- Stated exercise 1 -
In the Moby-Dick passage, which of these statements agree with the text? (a) Moby-Dick was first published in 1851. (b) The book got good reviews when it first came out. (c) The book was censored in England. For each, answer yes or no and quote the deciding words.
- Stated exercise 2 -
Duplicate the Moby-Dick passage from "It’s been over" to "the band Mastodon.".
- Stated exercise 3 -
According to the Moby-Dick passage, in what year did Melville die?

- Supplied passage -
(begin)

It’s been over 150 years since Moby-Dick was first published in 1851, since then the story of Ishmael and the White Whale has seeped into popular culture via every medium on earth. From Films, television, radio, theater, comics and even an entire metal album called Leviathan by the band Mastodon.
Despite being arguably the greatest American novel ever written, Mody-Dick was far from an instant classic, in fact, it received scathing reviews upon its initial publication. Melville was considered an accomplished author after his popular earlier works such as Typee and Omoo but Melville was shocked when what he considered to be his Magnum Opus was poorly received. No one wanted to read this great metaphor for God, the universe, science and good and evil. In England the book was even censored due to its “sacrilegious” passages. Melville it seems, was ahead of his time. By the time of his death in 1891, Melville and his works were almost completely forgotten. Then came World War I…
Moby-Dick became relevant in the years after WWI. It’s not hard to understand why a book that explores huge subjects like good, evil, destruction, loss, philosophy and madness appealed to people who had so recently watched the world go up in flames. The book garnered more and more attention and praise and once again felt relevant when America entered the Second World War. The rest as they say is history but of course Melville was long dead before he got the attention he deserved.

(end)

- Region annotation entries -
(begin)

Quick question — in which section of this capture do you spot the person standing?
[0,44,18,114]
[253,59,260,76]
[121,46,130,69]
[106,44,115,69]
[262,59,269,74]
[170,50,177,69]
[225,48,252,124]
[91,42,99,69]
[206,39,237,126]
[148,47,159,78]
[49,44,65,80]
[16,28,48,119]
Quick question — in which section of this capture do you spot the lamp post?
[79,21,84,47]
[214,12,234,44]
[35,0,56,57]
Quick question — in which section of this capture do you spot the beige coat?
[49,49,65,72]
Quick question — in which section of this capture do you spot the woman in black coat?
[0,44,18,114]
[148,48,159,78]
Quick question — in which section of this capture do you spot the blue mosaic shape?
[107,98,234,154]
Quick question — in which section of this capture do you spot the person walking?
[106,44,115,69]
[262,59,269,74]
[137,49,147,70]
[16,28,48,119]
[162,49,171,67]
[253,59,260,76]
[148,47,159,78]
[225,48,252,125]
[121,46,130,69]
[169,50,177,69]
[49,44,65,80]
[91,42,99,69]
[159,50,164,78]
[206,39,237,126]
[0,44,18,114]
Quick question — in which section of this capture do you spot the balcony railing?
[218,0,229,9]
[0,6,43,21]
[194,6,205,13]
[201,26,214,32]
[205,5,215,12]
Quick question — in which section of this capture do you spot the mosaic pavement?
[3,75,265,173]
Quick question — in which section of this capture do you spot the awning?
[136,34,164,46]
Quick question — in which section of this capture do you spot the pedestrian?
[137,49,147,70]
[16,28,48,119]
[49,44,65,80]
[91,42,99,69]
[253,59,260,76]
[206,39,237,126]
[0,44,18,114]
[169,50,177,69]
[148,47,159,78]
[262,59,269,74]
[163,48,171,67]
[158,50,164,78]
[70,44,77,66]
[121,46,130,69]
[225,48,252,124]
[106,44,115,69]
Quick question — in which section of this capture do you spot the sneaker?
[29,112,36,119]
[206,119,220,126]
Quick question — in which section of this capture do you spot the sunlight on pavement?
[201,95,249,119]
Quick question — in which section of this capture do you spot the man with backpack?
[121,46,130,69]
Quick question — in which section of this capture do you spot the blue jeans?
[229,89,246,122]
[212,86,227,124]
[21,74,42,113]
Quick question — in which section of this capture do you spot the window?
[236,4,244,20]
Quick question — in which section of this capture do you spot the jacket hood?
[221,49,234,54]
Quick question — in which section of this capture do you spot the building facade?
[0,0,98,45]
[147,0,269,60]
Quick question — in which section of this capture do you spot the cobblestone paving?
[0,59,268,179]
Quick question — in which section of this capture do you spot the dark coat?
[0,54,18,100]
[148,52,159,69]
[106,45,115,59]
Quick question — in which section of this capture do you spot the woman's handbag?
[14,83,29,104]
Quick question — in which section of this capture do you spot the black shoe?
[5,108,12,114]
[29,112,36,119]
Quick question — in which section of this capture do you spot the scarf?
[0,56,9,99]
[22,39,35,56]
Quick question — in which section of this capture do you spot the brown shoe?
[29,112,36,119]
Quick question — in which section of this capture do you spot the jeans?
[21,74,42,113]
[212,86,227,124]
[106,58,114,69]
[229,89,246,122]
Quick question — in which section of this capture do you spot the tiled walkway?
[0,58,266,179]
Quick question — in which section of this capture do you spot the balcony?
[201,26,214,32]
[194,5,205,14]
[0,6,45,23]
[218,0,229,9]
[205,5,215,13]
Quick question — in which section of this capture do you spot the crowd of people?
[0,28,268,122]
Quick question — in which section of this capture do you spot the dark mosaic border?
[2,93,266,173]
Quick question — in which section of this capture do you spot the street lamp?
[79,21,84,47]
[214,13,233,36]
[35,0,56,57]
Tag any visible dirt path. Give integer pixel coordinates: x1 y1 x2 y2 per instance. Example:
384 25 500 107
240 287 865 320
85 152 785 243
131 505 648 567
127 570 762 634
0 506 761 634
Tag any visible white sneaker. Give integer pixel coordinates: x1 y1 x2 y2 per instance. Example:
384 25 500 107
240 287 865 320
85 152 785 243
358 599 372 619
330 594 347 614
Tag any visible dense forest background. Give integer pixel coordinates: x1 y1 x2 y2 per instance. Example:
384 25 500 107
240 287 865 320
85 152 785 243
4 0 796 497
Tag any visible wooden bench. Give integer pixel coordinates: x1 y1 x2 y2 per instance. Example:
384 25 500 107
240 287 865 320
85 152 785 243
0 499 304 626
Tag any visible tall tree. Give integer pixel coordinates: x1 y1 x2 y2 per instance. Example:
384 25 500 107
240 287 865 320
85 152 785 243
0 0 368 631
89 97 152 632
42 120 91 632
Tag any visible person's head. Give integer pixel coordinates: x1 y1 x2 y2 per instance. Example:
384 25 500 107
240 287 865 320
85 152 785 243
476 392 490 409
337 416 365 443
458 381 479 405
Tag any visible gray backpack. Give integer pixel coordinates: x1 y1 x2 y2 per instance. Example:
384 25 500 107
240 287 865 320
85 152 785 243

(end)

- Result 1 -
(a) Yes: "since Moby-Dick was first published in 1851"
(b) No: "it received scathing reviews upon its initial publication"
(c) Yes: "In England the book was even censored due to its “sacrilegious” passages"

- Result 2 -
It’s been over 150 years since Moby-Dick was first published in 1851, since then the story of Ishmael and the White Whale has seeped into popular culture via every medium on earth. From Films, television, radio, theater, comics and even an entire metal album called Leviathan by the band Mastodon.

- Result 3 -
1891.